**WHAT TO PRODUCE**.
Reproduce the forum thread below about moving a stove word for word, in full.
--- Start of EXCERPT PROVIDED ---
When we bought the house to rebuild the first thing I bought was a harbor freight dolly rated at 400 lbs for about 35 bucks with big 10 inch air tires. I didn&#8217;t know it at the time but I used that thing 1000 times lifting and prying and moving things. I&#8217;m not sure how I would use it on your stove but I bet I would end up using it somehow.


----------



## HorribleFixer (Mar 7, 2015)

JoeD said:


> Really? They look like they should just lift off when open.



Nope, that was what I tried first because it is difficult to get between the doors and stove to get the rust off. The pins are pretty firm in there. I could most likely back them out with a hammer and a little time but the bottoms would still be an issue.


----------



## HorribleFixer (Mar 7, 2015)

slownsteady said:


> Don't forget to protect your floor. A sheet of plywood is a good investment here. I had a freestanding stove that I had to move. I built a dolly from 3/4 ply and four sturdy wheels from the big box store. Lifted one end and slipped the dolly underneath, then worked it forward. You have the complication of the fireplace and hearth, but the point is use your head more than your muscles.
--- End of EXCERPT PROVIDED ---
--- Start of ENTRIES SHOWN ---
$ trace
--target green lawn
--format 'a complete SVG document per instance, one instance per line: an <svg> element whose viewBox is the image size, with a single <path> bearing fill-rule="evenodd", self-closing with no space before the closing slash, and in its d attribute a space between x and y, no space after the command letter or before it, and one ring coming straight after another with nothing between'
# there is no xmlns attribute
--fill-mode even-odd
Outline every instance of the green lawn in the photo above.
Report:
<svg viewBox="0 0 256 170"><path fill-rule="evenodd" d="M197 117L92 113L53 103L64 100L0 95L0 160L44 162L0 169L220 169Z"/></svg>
--- End of ENTRIES SHOWN ---
**RESPONSE FOR THIS EXERCISE**.
When we bought the house to rebuild the first thing I bought was a harbor freight dolly rated at 400 lbs for about 35 bucks with big 10 inch air tires. I didn&#8217;t know it at the time but I used that thing 1000 times lifting and prying and moving things. I&#8217;m not sure how I would use it on your stove but I bet I would end up using it somehow.


----------



## HorribleFixer (Mar 7, 2015)

JoeD said:


> Really? They look like they should just lift off when open.



Nope, that was what I tried first because it is difficult to get between the doors and stove to get the rust off. The pins are pretty firm in there. I could most likely back them out with a hammer and a little time but the bottoms would still be an issue.


----------



## HorribleFixer (Mar 7, 2015)

slownsteady said:


> Don't forget to protect your floor. A sheet of plywood is a good investment here. I had a freestanding stove that I had to move. I built a dolly from 3/4 ply and four sturdy wheels from the big box store. Lifted one end and slipped the dolly underneath, then worked it forward. You have the complication of the fireplace and hearth, but the point is use your head more than your muscles.